** Opening RECORDS TO USE block **

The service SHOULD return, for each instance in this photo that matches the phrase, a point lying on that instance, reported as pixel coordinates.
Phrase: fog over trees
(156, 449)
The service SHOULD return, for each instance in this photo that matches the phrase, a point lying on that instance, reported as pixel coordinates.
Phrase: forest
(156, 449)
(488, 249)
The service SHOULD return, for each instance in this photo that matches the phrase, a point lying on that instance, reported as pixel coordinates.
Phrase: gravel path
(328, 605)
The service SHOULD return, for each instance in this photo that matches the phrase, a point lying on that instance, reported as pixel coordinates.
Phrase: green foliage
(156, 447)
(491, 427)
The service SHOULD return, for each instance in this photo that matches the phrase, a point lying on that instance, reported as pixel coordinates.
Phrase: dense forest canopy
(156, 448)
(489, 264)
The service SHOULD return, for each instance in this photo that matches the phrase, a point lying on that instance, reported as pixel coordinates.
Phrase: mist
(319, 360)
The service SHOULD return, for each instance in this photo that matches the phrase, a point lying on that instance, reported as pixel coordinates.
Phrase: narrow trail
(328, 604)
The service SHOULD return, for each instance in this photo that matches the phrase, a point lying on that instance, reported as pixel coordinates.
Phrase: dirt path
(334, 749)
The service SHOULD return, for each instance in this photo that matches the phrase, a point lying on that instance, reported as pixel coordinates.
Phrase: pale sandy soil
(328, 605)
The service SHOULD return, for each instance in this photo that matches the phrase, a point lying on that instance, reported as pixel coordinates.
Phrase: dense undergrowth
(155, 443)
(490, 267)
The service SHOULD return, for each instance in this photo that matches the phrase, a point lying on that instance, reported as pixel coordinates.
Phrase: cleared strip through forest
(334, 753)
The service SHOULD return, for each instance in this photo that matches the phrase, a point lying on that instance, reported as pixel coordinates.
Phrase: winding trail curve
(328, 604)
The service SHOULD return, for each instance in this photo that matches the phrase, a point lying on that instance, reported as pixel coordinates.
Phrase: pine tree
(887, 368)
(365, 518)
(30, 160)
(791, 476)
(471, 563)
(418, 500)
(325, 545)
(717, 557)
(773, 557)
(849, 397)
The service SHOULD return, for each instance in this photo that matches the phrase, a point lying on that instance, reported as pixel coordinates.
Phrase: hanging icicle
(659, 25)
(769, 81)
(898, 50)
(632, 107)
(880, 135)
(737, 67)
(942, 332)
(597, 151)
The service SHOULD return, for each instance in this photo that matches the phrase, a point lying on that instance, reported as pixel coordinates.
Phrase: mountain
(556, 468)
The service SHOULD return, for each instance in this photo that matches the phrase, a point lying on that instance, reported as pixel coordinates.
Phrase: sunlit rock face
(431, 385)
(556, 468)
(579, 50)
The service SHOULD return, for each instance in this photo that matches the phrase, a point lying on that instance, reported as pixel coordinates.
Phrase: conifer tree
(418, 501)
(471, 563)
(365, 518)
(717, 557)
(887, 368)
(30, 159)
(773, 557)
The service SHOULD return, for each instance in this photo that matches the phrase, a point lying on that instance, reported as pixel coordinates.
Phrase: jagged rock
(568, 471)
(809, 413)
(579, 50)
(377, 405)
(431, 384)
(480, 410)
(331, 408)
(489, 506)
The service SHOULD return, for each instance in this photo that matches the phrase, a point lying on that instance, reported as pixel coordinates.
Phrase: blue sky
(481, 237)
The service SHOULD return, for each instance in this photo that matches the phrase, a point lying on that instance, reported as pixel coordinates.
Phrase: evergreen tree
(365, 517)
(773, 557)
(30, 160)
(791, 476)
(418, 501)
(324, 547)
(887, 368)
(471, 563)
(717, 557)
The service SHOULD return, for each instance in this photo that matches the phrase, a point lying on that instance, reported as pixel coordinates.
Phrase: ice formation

** Closing RECORDS TO USE block **

• _TASK ITEM_
In full and word for word, write out the data above.

• _COMPLETED EXERCISE_
The service SHOULD return, for each instance in this photo that matches the phrase, a point lying on that instance, reported as pixel coordinates.
Phrase: fog over trees
(156, 449)
The service SHOULD return, for each instance in this photo that matches the phrase, a point lying on that instance, reported as pixel coordinates.
Phrase: forest
(156, 449)
(488, 249)
The service SHOULD return, for each instance in this photo that matches the phrase, a point lying on that instance, reported as pixel coordinates.
Phrase: gravel path
(328, 605)
The service SHOULD return, for each instance in this photo that matches the phrase, a point lying on that instance, reported as pixel coordinates.
Phrase: green foliage
(156, 447)
(491, 427)
The service SHOULD return, for each instance in this photo that matches the phrase, a point lying on that instance, reported as pixel coordinates.
Phrase: dense forest canopy
(156, 448)
(489, 264)
The service SHOULD return, for each instance in this photo that matches the phrase, a point lying on that instance, reported as pixel coordinates.
Phrase: mist
(319, 360)
The service SHOULD return, for each instance in this photo that matches the phrase, a point lying on that instance, reported as pixel coordinates.
Phrase: narrow trail
(328, 604)
The service SHOULD return, for each instance in this photo that matches the phrase, a point lying on that instance, reported as pixel coordinates.
Phrase: dirt path
(334, 749)
The service SHOULD return, for each instance in this photo that matches the phrase, a point lying on that instance, reported as pixel coordinates.
Phrase: pale sandy soil
(328, 605)
The service SHOULD return, for each instance in this photo that matches the phrase, a point lying on that instance, reported as pixel coordinates.
Phrase: dense undergrowth
(155, 443)
(490, 267)
The service SHOULD return, for each instance in this photo that matches the phrase, a point lying on that instance, reported as pixel coordinates.
Phrase: cleared strip through forest
(334, 753)
The service SHOULD return, for each instance in this photo that matches the phrase, a point lying on that instance, reported as pixel coordinates.
Phrase: winding trail curve
(328, 604)
The service SHOULD return, for each instance in this photo that matches the phrase, a point lying on that instance, reported as pixel coordinates.
Phrase: pine tree
(887, 368)
(365, 518)
(30, 160)
(791, 476)
(471, 563)
(418, 500)
(325, 545)
(717, 557)
(773, 557)
(849, 397)
The service SHOULD return, for each instance in this photo that matches the phrase, a point lying on that instance, reported as pixel coordinates.
Phrase: hanging icicle
(659, 25)
(769, 81)
(898, 50)
(632, 107)
(880, 135)
(737, 67)
(942, 332)
(597, 151)
The service SHOULD return, for each instance in this photo that matches the phrase, a point lying on that instance, reported as pixel coordinates.
Phrase: mountain
(556, 468)
The service SHOULD return, for each instance in this photo that matches the phrase, a point lying on that instance, reported as pixel coordinates.
Phrase: sunlit rock face
(431, 385)
(556, 468)
(579, 50)
The service SHOULD return, for each instance in this photo that matches the phrase, a point lying on that instance, reported as pixel coordinates.
Phrase: conifer tree
(418, 501)
(471, 563)
(365, 518)
(717, 557)
(887, 368)
(30, 159)
(773, 557)
The service SHOULD return, for each instance in this photo that matches the phrase, a point lying on that instance, reported as pixel coordinates.
Phrase: jagged rock
(568, 471)
(809, 413)
(579, 50)
(377, 405)
(431, 384)
(480, 410)
(331, 408)
(489, 506)
The service SHOULD return, for each instance in this photo that matches the phrase, a point lying on that instance, reported as pixel coordinates.
Phrase: blue sky
(481, 237)
The service SHOULD return, for each instance in this photo that matches the phrase, a point lying on that instance, reported as pixel coordinates.
Phrase: evergreen tree
(365, 517)
(773, 557)
(30, 160)
(791, 476)
(418, 501)
(324, 547)
(887, 368)
(471, 563)
(717, 557)
The service SHOULD return, for each instance in this photo that matches the phrase, a point lying on that instance, reported as pixel coordinates.
Phrase: ice formation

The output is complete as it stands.